▶ TASK REQUIREMENTS:
What is needed is an exact copy of the records below, with the pictures left out.

START INPUT DATA

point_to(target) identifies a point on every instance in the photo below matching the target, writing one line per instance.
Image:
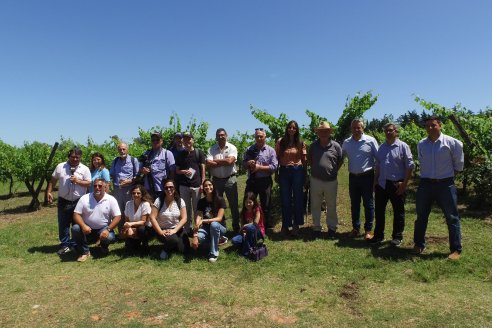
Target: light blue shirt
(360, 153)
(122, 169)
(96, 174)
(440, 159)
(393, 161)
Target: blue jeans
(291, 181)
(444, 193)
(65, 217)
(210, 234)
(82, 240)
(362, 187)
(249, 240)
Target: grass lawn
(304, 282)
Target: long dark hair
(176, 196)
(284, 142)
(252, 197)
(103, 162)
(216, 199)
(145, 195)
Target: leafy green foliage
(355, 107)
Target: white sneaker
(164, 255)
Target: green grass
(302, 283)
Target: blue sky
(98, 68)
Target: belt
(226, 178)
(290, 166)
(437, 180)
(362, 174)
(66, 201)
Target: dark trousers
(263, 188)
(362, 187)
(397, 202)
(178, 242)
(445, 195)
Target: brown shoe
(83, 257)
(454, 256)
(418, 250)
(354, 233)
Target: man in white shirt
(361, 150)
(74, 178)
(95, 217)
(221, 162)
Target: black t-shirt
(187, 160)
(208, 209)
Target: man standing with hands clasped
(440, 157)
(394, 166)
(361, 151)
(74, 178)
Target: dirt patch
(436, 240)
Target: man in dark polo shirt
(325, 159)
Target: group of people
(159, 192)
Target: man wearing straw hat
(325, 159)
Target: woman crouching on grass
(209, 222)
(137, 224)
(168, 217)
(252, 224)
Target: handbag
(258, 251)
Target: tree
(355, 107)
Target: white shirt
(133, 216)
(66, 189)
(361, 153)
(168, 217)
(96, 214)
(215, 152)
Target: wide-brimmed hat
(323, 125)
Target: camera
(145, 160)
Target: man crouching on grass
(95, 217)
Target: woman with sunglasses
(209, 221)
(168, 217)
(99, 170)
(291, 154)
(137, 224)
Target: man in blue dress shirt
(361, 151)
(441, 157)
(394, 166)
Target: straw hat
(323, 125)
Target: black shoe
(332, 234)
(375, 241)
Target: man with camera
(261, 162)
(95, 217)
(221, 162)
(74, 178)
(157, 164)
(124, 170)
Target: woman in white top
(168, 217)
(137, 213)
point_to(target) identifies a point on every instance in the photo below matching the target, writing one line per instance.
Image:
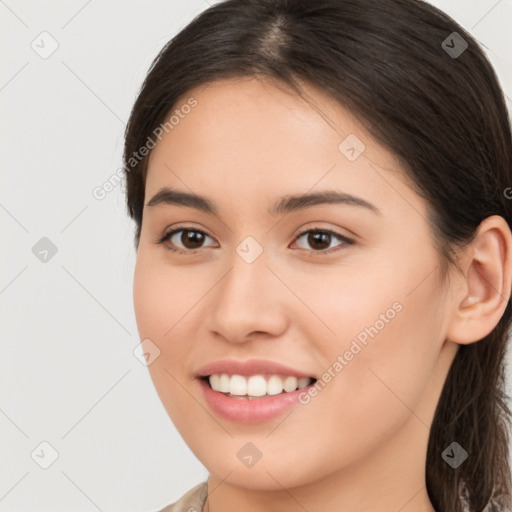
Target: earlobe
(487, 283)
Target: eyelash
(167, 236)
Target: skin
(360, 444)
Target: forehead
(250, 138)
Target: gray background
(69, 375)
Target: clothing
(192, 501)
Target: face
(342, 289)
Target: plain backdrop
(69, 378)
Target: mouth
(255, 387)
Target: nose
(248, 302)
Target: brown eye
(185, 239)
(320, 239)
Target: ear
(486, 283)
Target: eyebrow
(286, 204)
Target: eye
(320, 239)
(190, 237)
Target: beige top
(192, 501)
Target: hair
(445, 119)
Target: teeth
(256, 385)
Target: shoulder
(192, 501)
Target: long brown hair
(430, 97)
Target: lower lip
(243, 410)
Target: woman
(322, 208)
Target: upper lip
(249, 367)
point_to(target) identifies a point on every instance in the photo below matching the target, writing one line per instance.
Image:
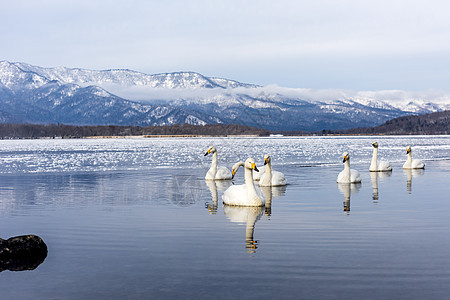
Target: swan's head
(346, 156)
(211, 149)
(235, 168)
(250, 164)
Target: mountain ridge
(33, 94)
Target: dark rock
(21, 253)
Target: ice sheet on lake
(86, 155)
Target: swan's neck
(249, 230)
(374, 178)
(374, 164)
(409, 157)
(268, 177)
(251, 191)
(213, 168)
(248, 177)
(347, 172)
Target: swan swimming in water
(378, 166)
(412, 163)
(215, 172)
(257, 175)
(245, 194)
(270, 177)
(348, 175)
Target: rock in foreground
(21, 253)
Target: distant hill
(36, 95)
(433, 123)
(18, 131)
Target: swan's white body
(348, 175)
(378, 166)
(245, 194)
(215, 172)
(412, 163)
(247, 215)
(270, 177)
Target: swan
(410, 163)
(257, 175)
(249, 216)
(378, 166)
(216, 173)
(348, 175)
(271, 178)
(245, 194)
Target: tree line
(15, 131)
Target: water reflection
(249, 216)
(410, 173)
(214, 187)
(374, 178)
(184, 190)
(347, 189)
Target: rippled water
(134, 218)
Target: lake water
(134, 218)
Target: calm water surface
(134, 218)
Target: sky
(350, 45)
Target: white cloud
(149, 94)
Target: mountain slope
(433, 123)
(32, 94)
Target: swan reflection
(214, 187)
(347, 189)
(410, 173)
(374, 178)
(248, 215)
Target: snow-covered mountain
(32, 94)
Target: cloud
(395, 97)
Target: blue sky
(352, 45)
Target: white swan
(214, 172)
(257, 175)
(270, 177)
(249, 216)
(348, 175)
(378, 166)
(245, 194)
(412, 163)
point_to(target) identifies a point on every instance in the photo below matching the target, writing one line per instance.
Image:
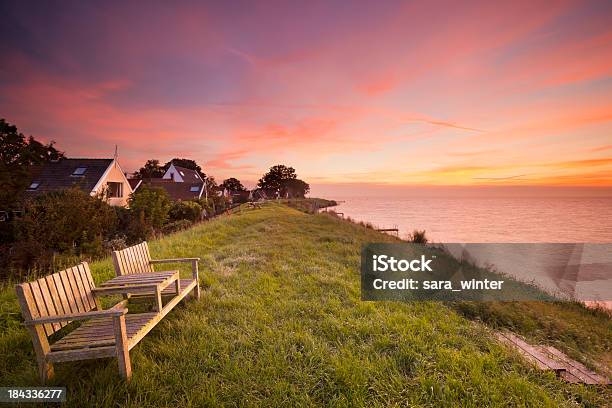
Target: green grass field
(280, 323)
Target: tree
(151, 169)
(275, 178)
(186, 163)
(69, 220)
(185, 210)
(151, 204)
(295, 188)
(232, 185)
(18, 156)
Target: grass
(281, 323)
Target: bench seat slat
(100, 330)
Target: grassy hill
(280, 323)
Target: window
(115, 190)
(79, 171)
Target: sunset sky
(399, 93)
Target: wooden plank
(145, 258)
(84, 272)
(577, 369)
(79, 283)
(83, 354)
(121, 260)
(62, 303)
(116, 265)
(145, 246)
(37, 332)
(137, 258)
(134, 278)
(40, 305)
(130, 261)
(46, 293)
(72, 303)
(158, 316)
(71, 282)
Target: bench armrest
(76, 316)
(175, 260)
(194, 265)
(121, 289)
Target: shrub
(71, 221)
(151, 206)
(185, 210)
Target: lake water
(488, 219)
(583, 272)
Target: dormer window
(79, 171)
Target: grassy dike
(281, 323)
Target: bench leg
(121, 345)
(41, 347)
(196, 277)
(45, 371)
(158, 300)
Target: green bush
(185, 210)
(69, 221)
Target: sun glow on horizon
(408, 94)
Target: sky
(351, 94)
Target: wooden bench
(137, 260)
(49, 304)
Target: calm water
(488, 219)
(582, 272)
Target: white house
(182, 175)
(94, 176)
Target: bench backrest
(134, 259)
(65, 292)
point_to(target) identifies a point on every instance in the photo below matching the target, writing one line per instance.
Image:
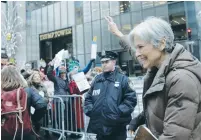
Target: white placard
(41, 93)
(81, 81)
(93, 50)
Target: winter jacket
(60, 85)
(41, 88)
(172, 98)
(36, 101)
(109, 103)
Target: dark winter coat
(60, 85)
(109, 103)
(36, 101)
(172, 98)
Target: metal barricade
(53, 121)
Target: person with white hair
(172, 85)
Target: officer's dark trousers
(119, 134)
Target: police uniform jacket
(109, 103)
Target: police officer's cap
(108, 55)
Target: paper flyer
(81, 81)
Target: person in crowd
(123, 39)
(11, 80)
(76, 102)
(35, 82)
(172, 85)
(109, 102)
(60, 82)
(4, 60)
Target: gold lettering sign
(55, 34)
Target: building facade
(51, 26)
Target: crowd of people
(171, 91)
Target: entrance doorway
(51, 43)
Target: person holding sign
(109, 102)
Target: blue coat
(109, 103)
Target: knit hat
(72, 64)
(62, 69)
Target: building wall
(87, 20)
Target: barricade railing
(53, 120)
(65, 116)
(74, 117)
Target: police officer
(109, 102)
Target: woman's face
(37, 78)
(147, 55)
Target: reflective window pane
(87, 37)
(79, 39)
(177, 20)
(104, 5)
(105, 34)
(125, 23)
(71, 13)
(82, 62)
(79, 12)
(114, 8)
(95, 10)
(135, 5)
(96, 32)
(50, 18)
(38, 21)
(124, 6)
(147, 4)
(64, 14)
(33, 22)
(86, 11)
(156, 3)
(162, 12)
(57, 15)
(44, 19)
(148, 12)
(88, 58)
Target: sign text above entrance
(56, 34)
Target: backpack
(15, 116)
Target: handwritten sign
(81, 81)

END INPUT DATA

▶ PROBLEM SOLUTION:
point_to(target) identifies a point on every instance in the photo below matching the target, writing one line per instance.
Image:
Target: light blue shirt
(360, 153)
(122, 169)
(96, 174)
(440, 159)
(393, 161)
Target: blue jeans
(291, 181)
(444, 193)
(65, 217)
(210, 234)
(82, 240)
(362, 187)
(249, 240)
Target: grass lawn
(304, 282)
Target: long dark hair
(176, 196)
(284, 142)
(252, 197)
(103, 162)
(216, 199)
(145, 195)
Target: leafy green foliage
(355, 107)
Target: white sneaker
(164, 255)
Target: green grass
(302, 283)
Target: blue sky
(98, 68)
Target: belt
(226, 178)
(290, 166)
(437, 180)
(362, 174)
(66, 201)
Target: dark trousers
(263, 188)
(362, 187)
(397, 202)
(178, 242)
(445, 195)
Target: brown shoe
(83, 257)
(454, 256)
(418, 250)
(354, 233)
Target: man in white shirt
(361, 150)
(74, 178)
(95, 217)
(221, 162)
Target: black t-shirt
(187, 160)
(208, 209)
Target: man standing with hands clasped
(440, 157)
(394, 166)
(361, 151)
(74, 178)
Target: dirt patch
(436, 240)
Target: man in dark polo shirt
(325, 159)
Target: group of people
(159, 192)
Target: man wearing straw hat
(325, 159)
Target: woman crouching on grass
(209, 222)
(137, 224)
(168, 217)
(252, 224)
Target: handbag
(258, 251)
Target: tree
(355, 107)
Target: white shirt
(133, 216)
(66, 189)
(361, 153)
(168, 217)
(96, 214)
(215, 152)
Target: wide-brimmed hat
(323, 125)
Target: camera
(145, 160)
Target: man crouching on grass
(95, 217)
Target: woman with sunglasses
(209, 221)
(168, 217)
(99, 170)
(291, 154)
(137, 224)
Target: man in blue dress shirt
(361, 151)
(441, 157)
(394, 166)
Target: straw hat
(323, 125)
Target: black shoe
(332, 234)
(375, 241)
Target: man with camera
(261, 162)
(95, 217)
(221, 162)
(74, 178)
(157, 164)
(124, 170)
Target: woman in white top
(168, 217)
(137, 213)
point_to(target) identifies a point on every instance in the photo below matching the target, writing one line per instance.
Image:
Target: earlobe
(487, 283)
Target: eyelash
(167, 236)
Target: skin
(360, 444)
Target: forehead
(250, 138)
Target: gray background
(69, 375)
Target: clothing
(192, 501)
Target: face
(342, 289)
Target: plain backdrop
(69, 378)
Target: mouth
(255, 387)
Target: nose
(248, 302)
Target: brown eye
(185, 239)
(320, 239)
Target: ear
(486, 283)
Target: eyebrow
(286, 204)
Target: eye
(320, 239)
(190, 237)
Target: beige top
(192, 501)
Target: hair
(445, 119)
Target: teeth
(256, 385)
Target: shoulder
(192, 501)
Target: long brown hair
(430, 97)
Target: lower lip
(243, 410)
Target: woman
(322, 208)
Target: upper lip
(249, 367)
point_to(target) identifies a point on every instance in the photo below matching the target, writing one line per instance.
Image:
Target: swan's head
(346, 156)
(211, 149)
(235, 168)
(250, 164)
Target: mountain ridge
(33, 94)
Target: dark rock
(21, 253)
Target: ice sheet on lake
(86, 155)
Target: swan's neck
(249, 230)
(374, 178)
(374, 164)
(409, 157)
(268, 177)
(251, 191)
(213, 168)
(248, 177)
(347, 172)
Target: swan swimming in water
(378, 166)
(412, 163)
(215, 172)
(257, 175)
(245, 194)
(270, 177)
(348, 175)
Target: rock in foreground
(21, 253)
Target: distant hill
(36, 95)
(433, 123)
(18, 131)
Target: swan's white body
(348, 175)
(378, 166)
(245, 194)
(215, 172)
(412, 163)
(247, 215)
(270, 177)
Target: swan
(410, 163)
(257, 175)
(249, 216)
(378, 166)
(216, 173)
(348, 175)
(271, 178)
(245, 194)
Target: tree line
(15, 131)
Target: water reflection
(249, 216)
(410, 173)
(214, 187)
(374, 178)
(184, 190)
(347, 189)
Target: rippled water
(134, 218)
Target: lake water
(134, 218)
Target: calm water surface
(134, 218)
Target: sky
(350, 45)
Target: white cloud
(149, 94)
Target: mountain slope
(433, 123)
(32, 94)
Target: swan reflection
(214, 187)
(347, 189)
(410, 173)
(374, 178)
(248, 215)
Target: snow-covered mountain
(32, 94)
Target: cloud
(395, 97)
Target: blue sky
(352, 45)
Target: white swan
(214, 172)
(257, 175)
(270, 177)
(249, 216)
(348, 175)
(378, 166)
(245, 194)
(412, 163)
point_to(target) identifies a point on every instance in the photo below matching the target, writing one line per instance.
Image:
Target: green grass field
(280, 323)
Target: tree
(151, 169)
(275, 178)
(186, 163)
(69, 220)
(185, 210)
(151, 204)
(295, 188)
(232, 185)
(18, 156)
Target: grass
(281, 323)
Target: bench seat slat
(100, 330)
Target: grassy hill
(280, 323)
Target: window
(115, 190)
(79, 171)
Target: sunset sky
(399, 93)
Target: wooden plank
(145, 258)
(84, 272)
(577, 369)
(79, 283)
(83, 354)
(121, 260)
(62, 303)
(116, 265)
(145, 246)
(37, 332)
(137, 258)
(134, 278)
(40, 305)
(130, 261)
(46, 293)
(72, 303)
(158, 316)
(71, 282)
Target: bench armrest
(76, 316)
(175, 260)
(194, 265)
(121, 289)
Target: shrub
(71, 221)
(151, 206)
(185, 210)
Target: lake water
(488, 219)
(583, 272)
Target: dormer window
(79, 171)
Target: grassy dike
(281, 323)
Target: bench leg
(121, 345)
(41, 347)
(196, 277)
(45, 371)
(158, 300)
Target: green bush
(185, 210)
(69, 221)
Target: sun glow on horizon
(408, 94)
Target: sky
(351, 94)
Target: wooden bench
(137, 260)
(49, 304)
Target: calm water
(488, 219)
(582, 272)
Target: white house
(182, 175)
(94, 176)
Target: bench backrest
(134, 259)
(65, 292)
point_to(target) identifies a point on every instance in the photo below matching the target, writing one line per instance.
Image:
Target: white placard
(41, 93)
(81, 81)
(93, 50)
Target: winter jacket
(60, 85)
(41, 88)
(172, 98)
(36, 101)
(109, 103)
Target: dark winter coat
(60, 85)
(109, 103)
(36, 101)
(172, 98)
Target: metal barricade
(53, 121)
Target: person with white hair
(172, 85)
Target: officer's dark trousers
(119, 134)
Target: police uniform jacket
(109, 103)
Target: police officer's cap
(108, 55)
Target: paper flyer
(81, 81)
Target: person in crowd
(123, 39)
(11, 80)
(76, 102)
(35, 82)
(172, 85)
(109, 102)
(60, 82)
(4, 60)
Target: gold lettering sign
(55, 34)
Target: building facade
(51, 26)
Target: crowd of people
(171, 91)
Target: entrance doorway
(51, 43)
Target: person holding sign
(109, 102)
Target: blue coat
(109, 103)
Target: knit hat
(72, 64)
(62, 69)
Target: building wall
(87, 20)
Target: barricade railing
(53, 120)
(65, 116)
(74, 117)
Target: police officer
(109, 102)
Target: woman's face
(37, 78)
(147, 55)
Target: reflective window pane
(87, 37)
(79, 39)
(177, 20)
(104, 5)
(105, 34)
(125, 23)
(71, 13)
(82, 62)
(79, 12)
(114, 8)
(95, 10)
(135, 5)
(96, 32)
(50, 18)
(38, 21)
(124, 6)
(147, 4)
(64, 14)
(33, 22)
(86, 11)
(156, 3)
(162, 12)
(57, 15)
(44, 19)
(148, 12)
(88, 58)
Target: sign text above entrance
(56, 34)
Target: backpack
(15, 116)
Target: handwritten sign
(81, 81)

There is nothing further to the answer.